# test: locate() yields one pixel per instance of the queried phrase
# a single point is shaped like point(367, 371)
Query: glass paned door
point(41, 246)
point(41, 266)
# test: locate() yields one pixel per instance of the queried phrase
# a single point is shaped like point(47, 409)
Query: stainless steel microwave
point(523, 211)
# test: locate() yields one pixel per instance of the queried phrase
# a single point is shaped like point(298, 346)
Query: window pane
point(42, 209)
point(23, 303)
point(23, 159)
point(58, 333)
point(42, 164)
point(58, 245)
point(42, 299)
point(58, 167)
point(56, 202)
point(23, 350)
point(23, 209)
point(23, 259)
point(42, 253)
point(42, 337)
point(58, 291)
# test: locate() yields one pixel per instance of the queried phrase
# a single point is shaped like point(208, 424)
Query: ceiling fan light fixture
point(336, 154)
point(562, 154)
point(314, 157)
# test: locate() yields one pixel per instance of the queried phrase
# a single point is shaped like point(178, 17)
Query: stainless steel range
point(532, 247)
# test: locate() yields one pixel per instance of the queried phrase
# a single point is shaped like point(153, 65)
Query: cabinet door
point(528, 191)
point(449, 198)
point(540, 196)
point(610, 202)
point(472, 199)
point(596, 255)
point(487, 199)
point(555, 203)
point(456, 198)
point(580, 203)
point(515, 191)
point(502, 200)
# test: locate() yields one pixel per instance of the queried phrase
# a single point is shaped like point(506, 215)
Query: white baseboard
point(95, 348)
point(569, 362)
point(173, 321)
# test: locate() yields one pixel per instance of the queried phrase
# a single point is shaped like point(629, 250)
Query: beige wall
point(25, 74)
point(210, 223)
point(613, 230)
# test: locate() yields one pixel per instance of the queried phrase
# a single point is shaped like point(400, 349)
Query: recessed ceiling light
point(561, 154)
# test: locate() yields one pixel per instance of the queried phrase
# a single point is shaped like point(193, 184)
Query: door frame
==========
Goal of the exercise:
Give back the whole listing above. Keep every character the same.

Answer to the exercise:
# test: locate() yields one pixel per instance of the queried phrase
# a single point is shaped like point(367, 371)
Query: glass paned door
point(41, 246)
point(41, 266)
# test: locate() yields one pixel per instance of the queried phrase
# a single point is shaped like point(47, 409)
Query: stainless steel microwave
point(523, 211)
# test: locate() yields one pixel per instance of the queried phrase
# a single point is shaped like point(298, 346)
Query: window pane
point(42, 209)
point(23, 303)
point(23, 159)
point(58, 333)
point(42, 164)
point(58, 245)
point(42, 299)
point(58, 167)
point(56, 202)
point(23, 350)
point(23, 209)
point(23, 259)
point(42, 253)
point(42, 337)
point(58, 291)
# test: locate() yields one pixel per instance of the queried phrase
# a single point is shaped like point(208, 424)
Query: ceiling fan light fixture
point(336, 154)
point(562, 154)
point(314, 157)
# test: locate() yields one pixel per instance of the queried phrase
# a single point is shaped like point(178, 17)
Query: stainless steel range
point(532, 247)
# test: locate() yields one pixel per instance of the queried phrase
# a single point is shaped like point(153, 65)
Query: cabinet door
point(528, 191)
point(449, 198)
point(540, 196)
point(610, 202)
point(472, 199)
point(596, 255)
point(487, 199)
point(555, 203)
point(456, 198)
point(580, 203)
point(515, 191)
point(502, 200)
# test: locate() yields one pixel per instance of the queried phrase
# a single point is shaped like point(506, 215)
Query: white baseboard
point(95, 348)
point(569, 362)
point(173, 321)
# test: locate() yields one pixel per instance of the queried phrase
# a single point is shaped like point(629, 250)
Query: beige wall
point(25, 74)
point(210, 223)
point(613, 230)
# test: locate() yields one pixel per instance of the queried phrase
# a single point is shaped like point(400, 349)
Query: recessed ceiling light
point(561, 154)
# test: locate() yields one pixel per instance of the queried phrase
# a single point is shaped like point(193, 184)
Query: door frame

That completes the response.